### Work order
Summarize the passage on nerve recordings in Tau+/+ and Tau−/− animals in two sentences.

### Document text
Next, we monitored in vivo compound muscle (M) and reflex (H) nerve action potentials in hindpaw of anesthetized animals (Fig. 3A–E). As shown in Fig. 3B,C, there were no differences between amplitudes or total response area of direct muscle action potentials—M‐wave—between Tau+/+ and Tau−/− on both ages. Regarding the H‐waves which represent the reflex response that travels via the sciatic nerve (sensitive to lidocaine local sciatic application; Fig. 3A), two‐way ANOVA showed an Aging main effect [F 1,17 = 6.701, p = 0.018] on the amplitude but no changes between Tau−/− and Tau+/+ animals of both ages (Fig. 3D). Moreover, assessment of the total response area exhibited a significant reduction in old Tau−/− animals when compared to old Tau+/+ (p = 0.02; Fig. 3E); note that this difference was not found in adult animals (p = 0.64). We also found a Genotype x Aging interaction effect [F 1,17 = 9.40, p = 0.007] as well as an aging main effect [F 1,17 = 49.78, p < 0.0001]. Based on the morphological alterations of sciatic nerve described above, we next monitored nerve function by ex vivo recordings in isolated sciatic nerves, as previously described (Pinto et al., 2008) (Fig. 3F). Two‐way ANOVA revealed no differences in conduction velocity of A‐fibers among both ages and genotypes (Fig. 3G). However, assessment of the total response area revealed a significant Genotype x Aging interaction [F 1,31 = 6.715, P = 0.0144]. Particularly, we observed that sciatic nerves from old Tau−/− animals presented a decreased conduction capacity when compared with old Tau+/+ animals (P = 0.03) (Fig. 3H), indicating diminished overall response ability for old Tau−/− sciatic nerves; the same was not valid for adult animals again providing further evidence about the age‐dependent impact of Tau loss on sciatic nerve.

### Extracted data
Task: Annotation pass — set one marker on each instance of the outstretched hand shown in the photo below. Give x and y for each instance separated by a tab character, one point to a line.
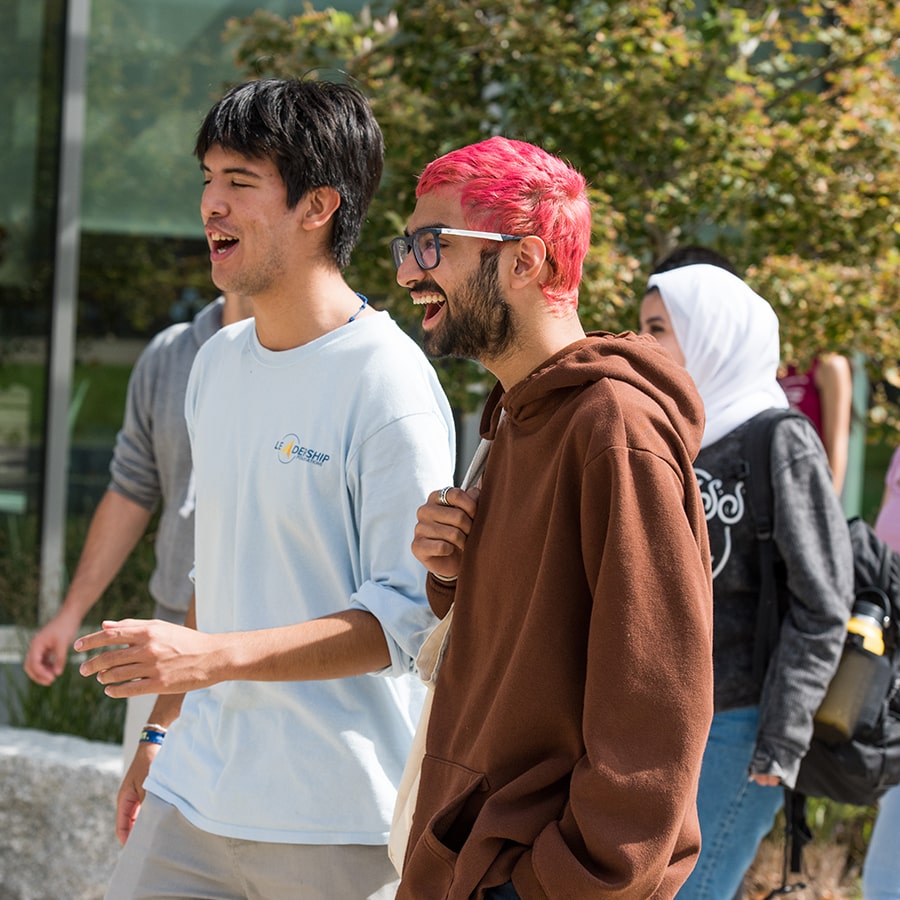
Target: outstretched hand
442	530
150	657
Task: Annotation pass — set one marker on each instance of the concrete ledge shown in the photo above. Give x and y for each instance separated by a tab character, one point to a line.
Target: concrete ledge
57	815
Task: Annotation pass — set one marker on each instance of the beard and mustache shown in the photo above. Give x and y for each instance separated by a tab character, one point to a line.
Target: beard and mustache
479	324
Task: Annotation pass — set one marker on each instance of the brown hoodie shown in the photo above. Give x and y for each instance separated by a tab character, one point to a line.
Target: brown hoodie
575	697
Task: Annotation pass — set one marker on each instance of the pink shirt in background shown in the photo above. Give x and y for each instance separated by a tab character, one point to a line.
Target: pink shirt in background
887	525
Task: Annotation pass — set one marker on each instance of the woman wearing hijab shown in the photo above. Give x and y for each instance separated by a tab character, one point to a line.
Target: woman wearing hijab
726	336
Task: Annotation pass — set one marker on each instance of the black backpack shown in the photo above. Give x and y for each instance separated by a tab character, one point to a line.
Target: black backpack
860	769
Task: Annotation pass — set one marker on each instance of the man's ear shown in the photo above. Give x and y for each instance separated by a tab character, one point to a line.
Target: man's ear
319	205
530	262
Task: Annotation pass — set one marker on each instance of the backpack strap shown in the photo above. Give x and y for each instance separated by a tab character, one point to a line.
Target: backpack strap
758	453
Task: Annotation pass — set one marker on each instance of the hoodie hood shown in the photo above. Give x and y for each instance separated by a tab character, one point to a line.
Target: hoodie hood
729	337
635	360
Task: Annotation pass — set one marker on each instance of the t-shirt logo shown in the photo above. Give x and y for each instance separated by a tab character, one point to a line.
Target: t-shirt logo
728	509
290	448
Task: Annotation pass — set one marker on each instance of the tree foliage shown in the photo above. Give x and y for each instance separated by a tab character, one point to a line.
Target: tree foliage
769	131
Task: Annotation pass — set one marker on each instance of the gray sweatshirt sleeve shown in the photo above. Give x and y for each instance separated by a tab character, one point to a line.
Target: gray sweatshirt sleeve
133	469
812	538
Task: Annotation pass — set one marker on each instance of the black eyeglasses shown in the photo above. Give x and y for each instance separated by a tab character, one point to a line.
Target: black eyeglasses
426	245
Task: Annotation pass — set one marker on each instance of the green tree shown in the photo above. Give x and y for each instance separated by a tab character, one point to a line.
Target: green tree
767	130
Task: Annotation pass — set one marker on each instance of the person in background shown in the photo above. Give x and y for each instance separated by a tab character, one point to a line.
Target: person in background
287	706
150	468
726	336
881	868
824	393
575	694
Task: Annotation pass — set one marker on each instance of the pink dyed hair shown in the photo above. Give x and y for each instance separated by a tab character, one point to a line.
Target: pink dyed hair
518	188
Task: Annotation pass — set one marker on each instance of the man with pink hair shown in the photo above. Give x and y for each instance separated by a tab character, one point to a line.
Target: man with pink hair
575	691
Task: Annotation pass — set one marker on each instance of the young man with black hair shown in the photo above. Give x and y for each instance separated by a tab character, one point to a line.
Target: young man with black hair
316	429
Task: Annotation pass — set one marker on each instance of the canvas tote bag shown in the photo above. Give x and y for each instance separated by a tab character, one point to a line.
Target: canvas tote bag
428	663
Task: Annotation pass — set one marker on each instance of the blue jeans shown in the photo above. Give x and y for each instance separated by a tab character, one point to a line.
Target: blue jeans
881	870
504	892
735	813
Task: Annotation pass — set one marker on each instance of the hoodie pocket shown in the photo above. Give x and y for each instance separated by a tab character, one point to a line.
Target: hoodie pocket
452	786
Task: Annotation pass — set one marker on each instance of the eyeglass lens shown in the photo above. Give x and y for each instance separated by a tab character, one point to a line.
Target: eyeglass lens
424	245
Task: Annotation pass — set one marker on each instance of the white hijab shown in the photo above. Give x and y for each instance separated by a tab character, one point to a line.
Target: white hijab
729	337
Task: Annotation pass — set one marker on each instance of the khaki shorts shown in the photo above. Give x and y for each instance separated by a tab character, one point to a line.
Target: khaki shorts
167	857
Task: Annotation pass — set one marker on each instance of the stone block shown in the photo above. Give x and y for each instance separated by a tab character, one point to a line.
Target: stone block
57	815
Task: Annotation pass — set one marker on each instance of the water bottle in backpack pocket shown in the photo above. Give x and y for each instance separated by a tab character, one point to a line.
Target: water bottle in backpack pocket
853	701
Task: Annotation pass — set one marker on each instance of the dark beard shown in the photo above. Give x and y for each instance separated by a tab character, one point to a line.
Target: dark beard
479	324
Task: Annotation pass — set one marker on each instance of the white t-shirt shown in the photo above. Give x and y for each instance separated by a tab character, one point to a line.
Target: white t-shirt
310	465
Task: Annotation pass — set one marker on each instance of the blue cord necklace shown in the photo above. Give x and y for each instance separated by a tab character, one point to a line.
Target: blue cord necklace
365	303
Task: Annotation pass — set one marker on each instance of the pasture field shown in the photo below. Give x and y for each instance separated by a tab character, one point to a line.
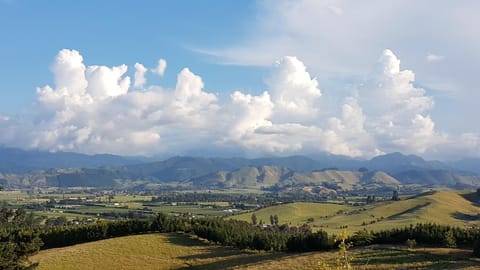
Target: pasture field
176	251
454	208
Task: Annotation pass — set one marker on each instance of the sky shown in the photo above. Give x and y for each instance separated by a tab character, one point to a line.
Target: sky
241	78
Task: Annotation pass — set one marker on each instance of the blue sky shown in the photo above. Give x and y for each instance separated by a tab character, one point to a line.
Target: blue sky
117	32
259	77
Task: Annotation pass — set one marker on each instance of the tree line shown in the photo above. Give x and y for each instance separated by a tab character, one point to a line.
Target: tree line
20	236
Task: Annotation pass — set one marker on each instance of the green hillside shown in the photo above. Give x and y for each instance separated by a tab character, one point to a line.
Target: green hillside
443	207
173	251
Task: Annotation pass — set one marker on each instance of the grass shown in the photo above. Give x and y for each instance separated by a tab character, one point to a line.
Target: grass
295	213
455	208
175	251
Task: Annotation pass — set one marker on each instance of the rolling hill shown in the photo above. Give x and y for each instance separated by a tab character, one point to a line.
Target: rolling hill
452	208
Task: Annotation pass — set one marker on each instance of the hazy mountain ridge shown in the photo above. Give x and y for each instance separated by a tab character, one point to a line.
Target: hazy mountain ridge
390	169
14	160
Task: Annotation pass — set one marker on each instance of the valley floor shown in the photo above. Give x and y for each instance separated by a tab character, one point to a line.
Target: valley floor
177	251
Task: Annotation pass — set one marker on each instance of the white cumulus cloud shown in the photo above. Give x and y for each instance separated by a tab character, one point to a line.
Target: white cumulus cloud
140	79
91	109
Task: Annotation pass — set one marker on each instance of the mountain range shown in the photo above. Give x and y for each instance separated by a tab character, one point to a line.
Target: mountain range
74	169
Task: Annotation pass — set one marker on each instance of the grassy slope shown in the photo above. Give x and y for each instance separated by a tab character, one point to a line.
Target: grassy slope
443	207
295	213
171	251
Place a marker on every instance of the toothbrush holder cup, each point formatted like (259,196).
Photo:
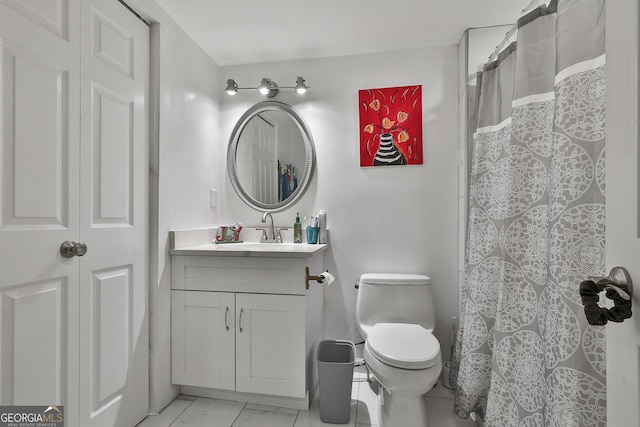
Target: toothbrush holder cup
(312,234)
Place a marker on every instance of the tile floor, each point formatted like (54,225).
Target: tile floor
(188,411)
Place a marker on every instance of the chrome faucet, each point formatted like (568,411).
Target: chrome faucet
(273,231)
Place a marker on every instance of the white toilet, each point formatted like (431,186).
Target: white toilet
(394,313)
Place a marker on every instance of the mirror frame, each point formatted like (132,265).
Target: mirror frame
(310,156)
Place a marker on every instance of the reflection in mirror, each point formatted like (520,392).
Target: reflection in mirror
(271,156)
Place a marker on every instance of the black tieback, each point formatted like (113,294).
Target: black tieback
(597,315)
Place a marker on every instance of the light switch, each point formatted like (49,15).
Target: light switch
(213,198)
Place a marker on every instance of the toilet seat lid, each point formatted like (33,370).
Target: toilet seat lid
(403,345)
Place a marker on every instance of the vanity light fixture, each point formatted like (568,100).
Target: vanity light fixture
(267,87)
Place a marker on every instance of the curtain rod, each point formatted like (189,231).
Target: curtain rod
(507,37)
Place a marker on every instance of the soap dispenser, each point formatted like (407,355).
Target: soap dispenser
(297,230)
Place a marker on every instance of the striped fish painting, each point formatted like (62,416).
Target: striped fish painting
(391,126)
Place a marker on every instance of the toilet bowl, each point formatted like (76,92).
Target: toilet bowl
(406,361)
(394,314)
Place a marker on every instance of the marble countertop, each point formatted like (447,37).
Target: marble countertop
(199,242)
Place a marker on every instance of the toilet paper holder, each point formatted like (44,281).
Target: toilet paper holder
(318,278)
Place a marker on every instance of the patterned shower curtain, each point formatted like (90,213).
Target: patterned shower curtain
(525,355)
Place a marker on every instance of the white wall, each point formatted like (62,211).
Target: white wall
(382,219)
(184,166)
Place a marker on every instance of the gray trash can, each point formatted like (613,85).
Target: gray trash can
(336,359)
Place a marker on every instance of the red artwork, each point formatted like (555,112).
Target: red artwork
(391,126)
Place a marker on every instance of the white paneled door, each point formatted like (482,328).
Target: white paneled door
(623,208)
(73,156)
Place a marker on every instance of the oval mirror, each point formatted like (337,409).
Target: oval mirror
(271,156)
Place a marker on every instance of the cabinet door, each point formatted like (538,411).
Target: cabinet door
(203,342)
(270,343)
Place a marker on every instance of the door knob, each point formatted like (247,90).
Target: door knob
(69,249)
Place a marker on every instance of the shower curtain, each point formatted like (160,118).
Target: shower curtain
(525,355)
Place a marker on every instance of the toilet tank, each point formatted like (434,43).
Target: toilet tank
(394,298)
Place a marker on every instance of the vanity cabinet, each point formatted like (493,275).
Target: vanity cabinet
(239,341)
(244,326)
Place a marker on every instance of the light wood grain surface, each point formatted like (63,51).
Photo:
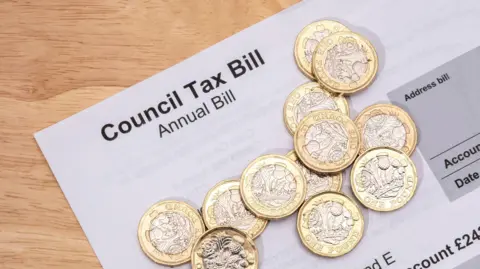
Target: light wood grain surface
(59,57)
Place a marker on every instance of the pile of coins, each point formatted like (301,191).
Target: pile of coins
(308,179)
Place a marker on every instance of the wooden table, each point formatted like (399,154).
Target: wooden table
(59,57)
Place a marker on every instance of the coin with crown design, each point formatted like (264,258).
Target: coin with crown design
(308,39)
(310,97)
(330,224)
(223,206)
(386,125)
(168,231)
(384,179)
(272,187)
(226,248)
(345,62)
(327,141)
(317,182)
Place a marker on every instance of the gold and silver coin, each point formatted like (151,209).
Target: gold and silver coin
(345,62)
(327,141)
(386,125)
(308,39)
(273,187)
(330,224)
(223,206)
(224,247)
(384,179)
(317,182)
(307,98)
(168,231)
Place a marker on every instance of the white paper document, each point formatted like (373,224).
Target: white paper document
(178,133)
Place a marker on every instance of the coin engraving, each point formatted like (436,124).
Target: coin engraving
(223,206)
(382,176)
(308,39)
(272,187)
(307,98)
(317,182)
(330,224)
(327,141)
(224,248)
(386,125)
(345,62)
(384,130)
(168,231)
(171,232)
(223,252)
(229,210)
(384,179)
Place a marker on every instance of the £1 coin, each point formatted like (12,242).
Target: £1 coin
(317,182)
(308,39)
(310,97)
(330,224)
(272,187)
(168,231)
(345,62)
(224,247)
(386,125)
(223,206)
(327,141)
(383,179)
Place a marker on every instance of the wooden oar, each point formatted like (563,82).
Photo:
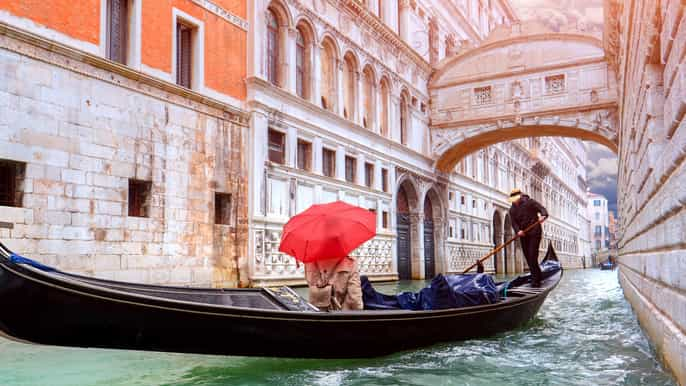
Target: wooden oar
(500,247)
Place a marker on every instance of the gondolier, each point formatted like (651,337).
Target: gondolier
(524,212)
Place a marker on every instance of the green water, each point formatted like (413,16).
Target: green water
(585,334)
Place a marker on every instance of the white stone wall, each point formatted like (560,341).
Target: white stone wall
(83,131)
(652,168)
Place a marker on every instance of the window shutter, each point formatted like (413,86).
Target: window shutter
(118,15)
(183,55)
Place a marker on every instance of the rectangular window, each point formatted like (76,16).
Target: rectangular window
(369,174)
(482,95)
(350,168)
(222,208)
(384,180)
(328,162)
(304,155)
(117,30)
(139,198)
(11,180)
(555,84)
(277,146)
(184,54)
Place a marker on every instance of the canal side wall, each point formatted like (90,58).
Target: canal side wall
(79,128)
(652,168)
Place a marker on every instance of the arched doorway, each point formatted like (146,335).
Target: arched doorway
(429,240)
(497,240)
(508,252)
(404,239)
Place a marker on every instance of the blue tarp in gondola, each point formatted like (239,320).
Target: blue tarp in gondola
(451,291)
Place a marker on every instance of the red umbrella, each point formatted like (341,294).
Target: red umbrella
(327,231)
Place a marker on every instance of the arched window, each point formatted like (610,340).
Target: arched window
(303,61)
(385,101)
(349,86)
(272,48)
(369,94)
(300,64)
(327,88)
(404,117)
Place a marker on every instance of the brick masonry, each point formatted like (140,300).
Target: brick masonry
(83,132)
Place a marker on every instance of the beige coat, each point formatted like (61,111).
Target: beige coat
(334,284)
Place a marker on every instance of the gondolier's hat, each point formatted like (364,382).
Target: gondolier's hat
(515,195)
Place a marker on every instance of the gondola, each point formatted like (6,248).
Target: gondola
(41,305)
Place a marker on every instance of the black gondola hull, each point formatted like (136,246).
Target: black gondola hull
(47,309)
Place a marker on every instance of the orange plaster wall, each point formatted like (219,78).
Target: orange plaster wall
(225,44)
(79,19)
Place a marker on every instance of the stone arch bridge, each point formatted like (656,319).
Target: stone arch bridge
(522,82)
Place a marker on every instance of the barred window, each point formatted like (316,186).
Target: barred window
(483,95)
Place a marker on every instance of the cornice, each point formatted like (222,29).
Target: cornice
(449,62)
(228,112)
(558,111)
(527,71)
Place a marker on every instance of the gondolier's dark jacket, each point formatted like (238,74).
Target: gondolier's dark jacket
(526,213)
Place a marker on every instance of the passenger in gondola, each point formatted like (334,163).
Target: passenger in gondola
(524,212)
(334,284)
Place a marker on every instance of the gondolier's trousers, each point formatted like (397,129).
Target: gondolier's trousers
(530,244)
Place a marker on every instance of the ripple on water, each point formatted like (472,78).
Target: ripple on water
(585,333)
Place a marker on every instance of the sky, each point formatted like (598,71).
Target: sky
(588,15)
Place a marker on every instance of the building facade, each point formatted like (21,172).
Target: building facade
(645,41)
(122,137)
(599,216)
(339,103)
(169,143)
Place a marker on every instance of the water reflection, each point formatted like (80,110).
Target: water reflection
(584,334)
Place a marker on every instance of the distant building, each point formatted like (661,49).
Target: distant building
(598,215)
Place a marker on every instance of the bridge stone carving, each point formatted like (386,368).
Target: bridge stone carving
(522,82)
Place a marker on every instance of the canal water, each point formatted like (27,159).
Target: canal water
(585,334)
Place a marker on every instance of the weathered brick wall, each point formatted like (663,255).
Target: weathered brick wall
(652,172)
(83,130)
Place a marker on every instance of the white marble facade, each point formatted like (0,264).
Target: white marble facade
(339,90)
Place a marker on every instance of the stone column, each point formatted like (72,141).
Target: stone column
(340,162)
(291,68)
(390,11)
(359,99)
(339,90)
(374,7)
(404,20)
(378,176)
(360,170)
(417,237)
(394,119)
(317,155)
(291,147)
(284,74)
(260,126)
(316,77)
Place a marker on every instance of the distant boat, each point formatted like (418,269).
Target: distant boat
(45,306)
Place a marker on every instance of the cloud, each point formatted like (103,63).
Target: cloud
(603,167)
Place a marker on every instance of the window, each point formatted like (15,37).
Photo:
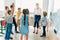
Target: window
(30,4)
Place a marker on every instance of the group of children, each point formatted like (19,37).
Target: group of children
(24,28)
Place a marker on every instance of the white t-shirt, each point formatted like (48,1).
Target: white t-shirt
(37,11)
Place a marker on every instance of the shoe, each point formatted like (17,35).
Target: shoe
(11,38)
(12,33)
(43,36)
(33,32)
(16,32)
(36,32)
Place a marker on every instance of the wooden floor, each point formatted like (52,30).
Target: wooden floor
(32,36)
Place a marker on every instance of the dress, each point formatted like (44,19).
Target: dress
(24,28)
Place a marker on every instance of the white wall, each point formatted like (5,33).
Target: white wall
(8,2)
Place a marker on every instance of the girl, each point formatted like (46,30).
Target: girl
(18,17)
(9,20)
(24,30)
(44,23)
(37,17)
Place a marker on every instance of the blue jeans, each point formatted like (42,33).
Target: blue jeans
(8,31)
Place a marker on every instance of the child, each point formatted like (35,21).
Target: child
(37,17)
(44,23)
(14,22)
(24,30)
(18,17)
(9,20)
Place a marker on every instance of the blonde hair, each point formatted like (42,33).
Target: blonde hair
(44,13)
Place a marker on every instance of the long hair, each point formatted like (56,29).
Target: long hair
(9,12)
(25,11)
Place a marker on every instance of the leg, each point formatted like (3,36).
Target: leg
(35,22)
(34,26)
(44,32)
(37,27)
(21,37)
(14,22)
(6,32)
(26,37)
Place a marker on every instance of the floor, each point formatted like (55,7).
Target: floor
(32,36)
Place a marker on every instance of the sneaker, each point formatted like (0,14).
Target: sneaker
(11,38)
(16,32)
(43,36)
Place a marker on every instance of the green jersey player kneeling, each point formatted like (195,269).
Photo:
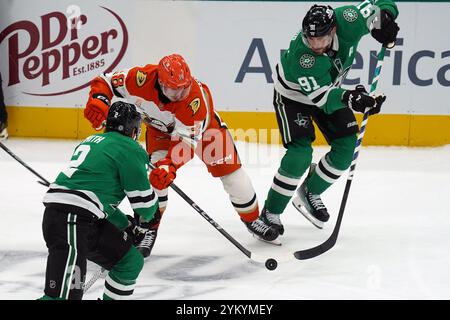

### Finished exercise
In anesthetized animals, M-wave amplitude and response area did not differ between Tau+/+ and Tau−/− animals at either age, and H-wave amplitude showed only an aging effect, whereas the H-wave total response area was significantly reduced in old Tau−/− animals compared with old Tau+/+ animals but not in adults. Ex vivo recordings of isolated sciatic nerves showed no differences in A-fiber conduction velocity, but nerves from old Tau−/− animals had decreased conduction capacity relative to old Tau+/+ nerves, a difference not seen in adults, which provides further evidence of an age-dependent impact of Tau loss on the sciatic nerve.